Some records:
****

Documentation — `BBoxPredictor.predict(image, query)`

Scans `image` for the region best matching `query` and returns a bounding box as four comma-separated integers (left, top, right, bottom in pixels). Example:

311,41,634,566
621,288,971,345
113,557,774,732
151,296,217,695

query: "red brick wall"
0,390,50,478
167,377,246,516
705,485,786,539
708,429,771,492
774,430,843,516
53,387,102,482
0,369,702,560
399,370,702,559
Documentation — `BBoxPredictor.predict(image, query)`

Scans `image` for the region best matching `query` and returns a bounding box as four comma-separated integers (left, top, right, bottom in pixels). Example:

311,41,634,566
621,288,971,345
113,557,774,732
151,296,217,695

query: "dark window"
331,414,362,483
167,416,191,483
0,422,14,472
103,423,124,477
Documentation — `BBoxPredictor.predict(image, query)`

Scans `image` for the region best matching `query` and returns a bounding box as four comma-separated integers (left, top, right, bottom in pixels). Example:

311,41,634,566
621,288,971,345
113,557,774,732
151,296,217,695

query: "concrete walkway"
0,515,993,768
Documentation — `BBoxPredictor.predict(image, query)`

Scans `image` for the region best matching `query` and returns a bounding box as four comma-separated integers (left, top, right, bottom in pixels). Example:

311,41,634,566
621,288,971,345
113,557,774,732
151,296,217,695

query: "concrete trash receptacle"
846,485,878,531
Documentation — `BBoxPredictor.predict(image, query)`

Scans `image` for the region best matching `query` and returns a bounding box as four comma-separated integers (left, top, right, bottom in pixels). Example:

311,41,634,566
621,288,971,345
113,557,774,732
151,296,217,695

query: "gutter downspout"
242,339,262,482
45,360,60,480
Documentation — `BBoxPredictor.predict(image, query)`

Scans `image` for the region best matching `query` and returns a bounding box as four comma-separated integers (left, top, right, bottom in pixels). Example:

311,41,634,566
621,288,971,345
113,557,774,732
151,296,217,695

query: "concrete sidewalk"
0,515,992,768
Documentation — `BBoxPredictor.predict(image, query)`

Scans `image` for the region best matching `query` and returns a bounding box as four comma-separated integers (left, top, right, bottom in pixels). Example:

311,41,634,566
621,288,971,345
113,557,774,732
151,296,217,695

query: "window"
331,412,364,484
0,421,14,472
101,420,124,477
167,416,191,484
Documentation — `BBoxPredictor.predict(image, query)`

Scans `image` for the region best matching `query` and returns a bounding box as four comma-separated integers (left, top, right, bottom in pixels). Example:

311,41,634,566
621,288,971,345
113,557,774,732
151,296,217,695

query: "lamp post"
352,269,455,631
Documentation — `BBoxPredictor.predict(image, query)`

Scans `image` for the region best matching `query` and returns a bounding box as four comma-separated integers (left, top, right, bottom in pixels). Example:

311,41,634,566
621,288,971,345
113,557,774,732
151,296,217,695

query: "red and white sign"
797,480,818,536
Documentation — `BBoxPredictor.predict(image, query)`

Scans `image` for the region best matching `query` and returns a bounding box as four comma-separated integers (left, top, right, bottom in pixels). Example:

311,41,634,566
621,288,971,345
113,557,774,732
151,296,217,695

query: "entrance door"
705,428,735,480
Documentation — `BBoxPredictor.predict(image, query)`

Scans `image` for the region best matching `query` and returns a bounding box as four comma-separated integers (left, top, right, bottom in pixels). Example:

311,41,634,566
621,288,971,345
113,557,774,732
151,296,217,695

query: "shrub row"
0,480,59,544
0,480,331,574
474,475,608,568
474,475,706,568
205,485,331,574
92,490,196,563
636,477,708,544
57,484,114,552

****

• Do this: Reproduce everything from the start of the listing down to the line containing "0,515,993,768", requests included, and offset each bounding-box coordinate in the answers by -49.

• In response:
Documentation — `BBoxPredictor.predict(image, query)`

Scans `image` for the region best matching `query` and returns a bounding box as four comma-separated integers (left, top, right, bottom in pixels). Example:

311,41,634,566
621,288,971,345
113,557,774,732
151,296,217,695

query: "red brick wall"
-49,341,1,429
118,328,197,467
656,436,737,490
659,380,722,443
725,381,794,467
4,338,53,433
-49,320,653,511
350,321,653,510
Documentation — `BBoxPredictor.predict(image, query)`

Scans `image` for the region best matching `query` and returns a bounding box as four comma-separated integers (left, top, right, bottom in pixels). Example:

311,41,634,566
621,288,971,345
113,557,774,732
151,296,217,695

query: "dark window"
282,365,313,434
118,367,142,434
-49,373,-35,423
54,374,75,428
Documentation — `BBoxPredictor.predict(image, query)`

Scans `image` for the region best matching `query` and returns a bounding box as four comma-separated integers (left, top, right, bottom in pixels). Example:

311,41,634,566
621,288,971,345
113,557,774,732
151,296,217,695

query: "concrete walkway"
-49,466,944,719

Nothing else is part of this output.